PROBLEM DETAILS: Print the text on cutting the risk of skips and evictions word for word, beginning at the words that have "Atlanta-based Lane Management" and stopping after "decisions on residents.".

EXERCISE PASSAGE Start Marker

CUTTING THE RISK Effective screening can reduce losses from skips and bad-debt evictions. “Statistics we have seen suggest that each skip costs $3,500 to $4,000 and that up to four out of every 100 apartment units are affected annually,” says Gregory McGrath, president of Domin-8 Enterprise Solutions, a Mason, Ohio-based developer of integrated software for the property management industry. “The cost [of eviction] varies by jurisdiction. The legal costs can add $275 to $500 to the overall cost of a skip, and in landlord-unfriendly areas, it may take up to 90 days to have the defaulted tenant removed.”
Atlanta-based Lane Management (a division of Lane Co.), which manages about 30,000 apartments across the country, uses a screening system to help leasing agents make solid decisions on residents.

EXERCISE PASSAGE End Marker
MATERIAL PROVIDED Start Marker

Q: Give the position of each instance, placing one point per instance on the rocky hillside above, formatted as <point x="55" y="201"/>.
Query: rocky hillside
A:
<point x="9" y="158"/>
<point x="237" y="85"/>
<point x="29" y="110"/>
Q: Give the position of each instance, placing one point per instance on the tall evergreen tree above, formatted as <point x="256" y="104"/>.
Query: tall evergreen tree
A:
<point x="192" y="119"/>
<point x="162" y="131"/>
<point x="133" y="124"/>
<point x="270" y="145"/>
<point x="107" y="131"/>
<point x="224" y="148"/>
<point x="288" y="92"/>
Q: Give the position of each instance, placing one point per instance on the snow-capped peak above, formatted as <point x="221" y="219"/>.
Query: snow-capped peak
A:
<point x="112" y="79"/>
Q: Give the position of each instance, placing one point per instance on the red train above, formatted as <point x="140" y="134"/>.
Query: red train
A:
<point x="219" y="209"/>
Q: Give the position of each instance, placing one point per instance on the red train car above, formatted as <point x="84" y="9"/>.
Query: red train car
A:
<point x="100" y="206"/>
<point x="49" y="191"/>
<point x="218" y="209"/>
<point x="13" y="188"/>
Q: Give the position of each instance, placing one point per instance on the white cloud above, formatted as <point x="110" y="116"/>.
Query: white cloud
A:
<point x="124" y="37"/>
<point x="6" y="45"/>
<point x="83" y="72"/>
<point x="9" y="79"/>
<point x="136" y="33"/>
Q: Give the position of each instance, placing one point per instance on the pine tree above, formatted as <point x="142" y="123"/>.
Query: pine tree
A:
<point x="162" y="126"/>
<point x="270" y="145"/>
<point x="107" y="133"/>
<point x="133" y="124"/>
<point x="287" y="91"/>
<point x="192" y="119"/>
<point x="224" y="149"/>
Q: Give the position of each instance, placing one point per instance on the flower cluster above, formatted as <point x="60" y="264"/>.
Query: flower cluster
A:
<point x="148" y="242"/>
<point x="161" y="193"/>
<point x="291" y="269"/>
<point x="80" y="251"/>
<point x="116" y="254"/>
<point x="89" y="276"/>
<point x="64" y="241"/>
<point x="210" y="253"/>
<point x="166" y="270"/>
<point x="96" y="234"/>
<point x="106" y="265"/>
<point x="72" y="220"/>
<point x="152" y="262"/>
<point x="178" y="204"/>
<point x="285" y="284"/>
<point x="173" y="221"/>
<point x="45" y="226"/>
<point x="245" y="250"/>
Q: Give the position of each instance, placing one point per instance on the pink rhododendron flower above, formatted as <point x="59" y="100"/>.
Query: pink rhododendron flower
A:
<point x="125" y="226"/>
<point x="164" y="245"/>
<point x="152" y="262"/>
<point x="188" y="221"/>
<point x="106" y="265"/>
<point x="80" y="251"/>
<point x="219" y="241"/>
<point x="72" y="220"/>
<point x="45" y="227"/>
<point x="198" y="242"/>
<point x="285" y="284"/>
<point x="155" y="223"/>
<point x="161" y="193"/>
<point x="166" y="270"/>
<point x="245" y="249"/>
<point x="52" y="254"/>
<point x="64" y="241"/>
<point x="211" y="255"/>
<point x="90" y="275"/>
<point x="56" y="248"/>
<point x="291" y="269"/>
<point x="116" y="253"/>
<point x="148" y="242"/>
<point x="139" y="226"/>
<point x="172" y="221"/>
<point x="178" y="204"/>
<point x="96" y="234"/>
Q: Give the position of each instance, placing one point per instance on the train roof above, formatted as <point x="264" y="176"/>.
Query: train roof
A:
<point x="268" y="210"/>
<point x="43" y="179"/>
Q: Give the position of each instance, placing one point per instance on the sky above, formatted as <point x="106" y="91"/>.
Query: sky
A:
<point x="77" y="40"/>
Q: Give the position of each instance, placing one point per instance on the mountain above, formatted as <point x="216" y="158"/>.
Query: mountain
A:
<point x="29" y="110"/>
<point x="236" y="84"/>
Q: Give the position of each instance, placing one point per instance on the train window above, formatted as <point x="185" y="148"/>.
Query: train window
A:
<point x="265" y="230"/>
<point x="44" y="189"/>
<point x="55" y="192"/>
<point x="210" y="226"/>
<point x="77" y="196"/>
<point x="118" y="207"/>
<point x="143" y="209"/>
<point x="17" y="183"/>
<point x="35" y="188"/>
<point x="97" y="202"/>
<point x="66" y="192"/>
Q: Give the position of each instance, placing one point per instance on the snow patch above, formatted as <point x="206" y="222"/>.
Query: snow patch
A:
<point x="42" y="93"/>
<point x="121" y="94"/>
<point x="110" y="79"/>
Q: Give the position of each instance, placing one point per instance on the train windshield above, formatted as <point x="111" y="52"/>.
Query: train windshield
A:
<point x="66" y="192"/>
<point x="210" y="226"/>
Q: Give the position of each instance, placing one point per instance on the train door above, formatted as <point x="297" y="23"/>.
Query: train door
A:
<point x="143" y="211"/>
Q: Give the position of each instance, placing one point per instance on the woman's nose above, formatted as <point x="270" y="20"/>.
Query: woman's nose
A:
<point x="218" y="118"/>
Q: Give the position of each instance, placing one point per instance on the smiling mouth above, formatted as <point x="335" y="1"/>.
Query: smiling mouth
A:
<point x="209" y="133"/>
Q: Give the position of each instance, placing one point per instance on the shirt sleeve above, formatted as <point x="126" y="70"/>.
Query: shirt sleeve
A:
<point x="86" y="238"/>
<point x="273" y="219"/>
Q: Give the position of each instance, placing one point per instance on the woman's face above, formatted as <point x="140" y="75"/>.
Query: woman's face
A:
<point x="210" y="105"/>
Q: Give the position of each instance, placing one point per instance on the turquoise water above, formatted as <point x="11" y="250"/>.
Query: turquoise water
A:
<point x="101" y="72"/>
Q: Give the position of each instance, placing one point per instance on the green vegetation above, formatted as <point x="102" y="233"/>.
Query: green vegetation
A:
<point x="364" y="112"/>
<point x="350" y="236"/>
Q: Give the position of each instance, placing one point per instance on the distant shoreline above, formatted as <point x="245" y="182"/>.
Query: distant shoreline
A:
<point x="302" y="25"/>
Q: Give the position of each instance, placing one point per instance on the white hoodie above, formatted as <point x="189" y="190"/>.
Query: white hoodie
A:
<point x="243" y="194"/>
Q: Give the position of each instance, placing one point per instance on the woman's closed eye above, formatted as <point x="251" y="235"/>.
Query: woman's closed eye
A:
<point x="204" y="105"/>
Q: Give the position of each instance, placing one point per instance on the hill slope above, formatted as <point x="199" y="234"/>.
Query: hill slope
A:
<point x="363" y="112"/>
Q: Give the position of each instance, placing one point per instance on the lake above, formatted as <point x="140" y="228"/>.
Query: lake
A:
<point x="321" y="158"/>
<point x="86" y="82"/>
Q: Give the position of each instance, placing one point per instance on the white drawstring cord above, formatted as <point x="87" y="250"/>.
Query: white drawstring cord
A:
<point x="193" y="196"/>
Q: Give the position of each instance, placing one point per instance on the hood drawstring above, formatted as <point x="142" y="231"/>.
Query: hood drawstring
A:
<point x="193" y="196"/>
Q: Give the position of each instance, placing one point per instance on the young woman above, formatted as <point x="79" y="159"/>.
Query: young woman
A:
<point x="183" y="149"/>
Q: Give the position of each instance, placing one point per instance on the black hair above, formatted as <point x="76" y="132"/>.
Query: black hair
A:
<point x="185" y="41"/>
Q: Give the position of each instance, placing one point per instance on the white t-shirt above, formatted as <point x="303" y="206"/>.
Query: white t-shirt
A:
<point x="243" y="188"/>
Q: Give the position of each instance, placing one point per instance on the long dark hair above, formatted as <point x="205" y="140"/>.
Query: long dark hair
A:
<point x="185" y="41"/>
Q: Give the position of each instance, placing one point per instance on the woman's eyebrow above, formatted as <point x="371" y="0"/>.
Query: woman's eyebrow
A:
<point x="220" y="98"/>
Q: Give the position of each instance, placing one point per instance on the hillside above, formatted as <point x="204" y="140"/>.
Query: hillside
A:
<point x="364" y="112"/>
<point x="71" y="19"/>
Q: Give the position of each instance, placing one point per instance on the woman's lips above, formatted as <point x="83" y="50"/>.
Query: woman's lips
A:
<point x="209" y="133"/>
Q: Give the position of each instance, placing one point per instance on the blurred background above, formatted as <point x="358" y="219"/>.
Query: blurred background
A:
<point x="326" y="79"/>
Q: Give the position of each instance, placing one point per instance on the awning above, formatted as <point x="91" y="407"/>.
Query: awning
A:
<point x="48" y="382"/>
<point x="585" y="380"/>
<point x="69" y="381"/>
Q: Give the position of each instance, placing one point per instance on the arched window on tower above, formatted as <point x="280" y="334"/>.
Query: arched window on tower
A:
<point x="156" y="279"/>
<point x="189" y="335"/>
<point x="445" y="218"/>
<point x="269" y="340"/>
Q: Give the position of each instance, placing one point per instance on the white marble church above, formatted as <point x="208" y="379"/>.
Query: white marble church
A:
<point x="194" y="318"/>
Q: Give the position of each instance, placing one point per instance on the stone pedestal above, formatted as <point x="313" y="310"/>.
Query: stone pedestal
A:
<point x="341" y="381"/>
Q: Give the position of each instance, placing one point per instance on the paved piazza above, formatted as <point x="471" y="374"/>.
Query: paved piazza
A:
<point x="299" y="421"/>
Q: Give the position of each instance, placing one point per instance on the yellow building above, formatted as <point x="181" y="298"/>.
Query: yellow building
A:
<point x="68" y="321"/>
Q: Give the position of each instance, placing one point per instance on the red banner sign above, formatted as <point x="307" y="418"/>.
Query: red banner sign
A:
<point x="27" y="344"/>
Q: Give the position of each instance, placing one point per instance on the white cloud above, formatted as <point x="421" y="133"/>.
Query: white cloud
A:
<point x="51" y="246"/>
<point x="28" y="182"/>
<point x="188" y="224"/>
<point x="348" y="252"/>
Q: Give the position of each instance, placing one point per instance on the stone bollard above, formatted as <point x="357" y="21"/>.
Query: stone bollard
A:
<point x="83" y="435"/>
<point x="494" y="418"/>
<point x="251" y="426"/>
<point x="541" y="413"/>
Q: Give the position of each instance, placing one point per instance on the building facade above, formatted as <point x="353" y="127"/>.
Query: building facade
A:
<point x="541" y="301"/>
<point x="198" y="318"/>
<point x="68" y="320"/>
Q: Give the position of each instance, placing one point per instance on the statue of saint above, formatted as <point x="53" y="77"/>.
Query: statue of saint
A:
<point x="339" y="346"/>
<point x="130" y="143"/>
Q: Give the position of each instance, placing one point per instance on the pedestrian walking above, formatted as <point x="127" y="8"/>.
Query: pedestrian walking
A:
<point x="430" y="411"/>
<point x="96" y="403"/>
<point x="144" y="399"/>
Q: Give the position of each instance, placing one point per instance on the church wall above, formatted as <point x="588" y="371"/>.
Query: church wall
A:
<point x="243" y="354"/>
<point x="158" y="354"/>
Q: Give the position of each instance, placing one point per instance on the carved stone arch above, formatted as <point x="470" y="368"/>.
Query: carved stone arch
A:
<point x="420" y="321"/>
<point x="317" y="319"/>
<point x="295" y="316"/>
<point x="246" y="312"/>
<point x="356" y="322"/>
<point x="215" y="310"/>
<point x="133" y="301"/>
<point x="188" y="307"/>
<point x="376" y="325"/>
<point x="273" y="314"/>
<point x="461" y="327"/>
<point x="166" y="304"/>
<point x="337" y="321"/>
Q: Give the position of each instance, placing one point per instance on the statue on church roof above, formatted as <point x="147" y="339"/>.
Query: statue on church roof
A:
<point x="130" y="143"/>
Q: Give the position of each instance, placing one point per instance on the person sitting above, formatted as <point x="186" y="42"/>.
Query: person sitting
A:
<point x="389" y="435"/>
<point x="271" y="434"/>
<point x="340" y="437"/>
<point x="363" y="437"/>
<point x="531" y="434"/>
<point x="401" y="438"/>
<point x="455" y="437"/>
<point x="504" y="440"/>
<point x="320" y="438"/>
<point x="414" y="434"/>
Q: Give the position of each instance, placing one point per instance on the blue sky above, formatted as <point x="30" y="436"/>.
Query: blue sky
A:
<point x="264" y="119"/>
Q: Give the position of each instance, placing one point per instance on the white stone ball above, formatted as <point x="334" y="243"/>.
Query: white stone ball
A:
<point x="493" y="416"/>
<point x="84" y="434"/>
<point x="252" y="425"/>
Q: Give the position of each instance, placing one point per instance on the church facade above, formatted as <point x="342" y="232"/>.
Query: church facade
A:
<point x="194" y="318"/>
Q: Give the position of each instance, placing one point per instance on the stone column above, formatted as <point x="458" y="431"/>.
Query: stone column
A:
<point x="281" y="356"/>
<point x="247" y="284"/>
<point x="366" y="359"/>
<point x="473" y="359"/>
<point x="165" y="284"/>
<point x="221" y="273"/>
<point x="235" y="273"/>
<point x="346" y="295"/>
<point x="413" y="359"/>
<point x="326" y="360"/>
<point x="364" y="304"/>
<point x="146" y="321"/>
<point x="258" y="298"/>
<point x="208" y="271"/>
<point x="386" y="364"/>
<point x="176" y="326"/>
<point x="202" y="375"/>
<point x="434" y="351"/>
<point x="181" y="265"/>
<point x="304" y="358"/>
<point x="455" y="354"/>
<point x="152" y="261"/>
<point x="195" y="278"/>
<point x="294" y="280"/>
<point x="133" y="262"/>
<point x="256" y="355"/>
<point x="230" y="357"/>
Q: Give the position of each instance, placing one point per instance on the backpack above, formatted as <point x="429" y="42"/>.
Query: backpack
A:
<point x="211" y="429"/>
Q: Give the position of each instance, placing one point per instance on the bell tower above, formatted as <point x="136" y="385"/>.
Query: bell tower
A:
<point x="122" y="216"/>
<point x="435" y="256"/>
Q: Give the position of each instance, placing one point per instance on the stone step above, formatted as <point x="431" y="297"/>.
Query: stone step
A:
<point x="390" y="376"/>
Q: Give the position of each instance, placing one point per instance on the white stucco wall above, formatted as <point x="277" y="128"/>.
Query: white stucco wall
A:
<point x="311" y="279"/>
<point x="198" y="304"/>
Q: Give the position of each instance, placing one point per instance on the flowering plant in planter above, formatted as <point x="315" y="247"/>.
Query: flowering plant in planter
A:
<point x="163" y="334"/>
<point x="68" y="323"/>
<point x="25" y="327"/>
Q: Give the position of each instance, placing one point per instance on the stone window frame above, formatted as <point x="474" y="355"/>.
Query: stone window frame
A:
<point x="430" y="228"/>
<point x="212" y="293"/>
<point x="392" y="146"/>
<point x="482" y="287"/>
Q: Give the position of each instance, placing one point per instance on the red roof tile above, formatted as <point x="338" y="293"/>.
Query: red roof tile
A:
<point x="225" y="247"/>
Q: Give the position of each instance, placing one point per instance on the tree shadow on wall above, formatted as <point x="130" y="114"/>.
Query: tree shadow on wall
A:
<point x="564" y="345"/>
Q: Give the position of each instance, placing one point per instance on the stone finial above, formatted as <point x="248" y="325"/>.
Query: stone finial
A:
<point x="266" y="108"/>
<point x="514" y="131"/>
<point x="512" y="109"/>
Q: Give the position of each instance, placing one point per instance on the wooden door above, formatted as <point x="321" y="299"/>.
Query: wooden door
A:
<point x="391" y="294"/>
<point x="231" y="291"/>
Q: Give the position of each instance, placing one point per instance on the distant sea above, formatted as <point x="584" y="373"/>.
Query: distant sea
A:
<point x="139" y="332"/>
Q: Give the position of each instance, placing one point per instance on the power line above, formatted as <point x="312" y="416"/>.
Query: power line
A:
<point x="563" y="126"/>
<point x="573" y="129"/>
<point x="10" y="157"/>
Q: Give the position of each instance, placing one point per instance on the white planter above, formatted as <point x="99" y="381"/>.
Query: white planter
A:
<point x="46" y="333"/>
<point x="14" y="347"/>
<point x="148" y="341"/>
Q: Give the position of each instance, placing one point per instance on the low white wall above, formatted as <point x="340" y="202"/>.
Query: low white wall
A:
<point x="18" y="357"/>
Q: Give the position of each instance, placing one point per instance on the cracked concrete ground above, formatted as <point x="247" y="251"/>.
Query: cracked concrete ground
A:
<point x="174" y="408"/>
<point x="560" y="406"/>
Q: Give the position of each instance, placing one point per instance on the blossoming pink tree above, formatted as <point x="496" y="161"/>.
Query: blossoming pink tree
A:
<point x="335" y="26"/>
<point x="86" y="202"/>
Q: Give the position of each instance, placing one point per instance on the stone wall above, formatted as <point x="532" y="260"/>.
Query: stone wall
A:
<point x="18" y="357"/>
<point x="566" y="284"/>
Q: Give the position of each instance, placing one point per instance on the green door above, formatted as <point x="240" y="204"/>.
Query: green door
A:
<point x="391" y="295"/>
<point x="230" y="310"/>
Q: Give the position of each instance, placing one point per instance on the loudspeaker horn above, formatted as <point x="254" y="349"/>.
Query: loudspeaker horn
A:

MATERIAL PROVIDED End Marker

OUTPUT OF THE TASK:
Atlanta-based Lane Management (a division of Lane Co.), which manages about 30,000 apartments across the country, uses a screening system to help leasing agents make solid decisions on residents.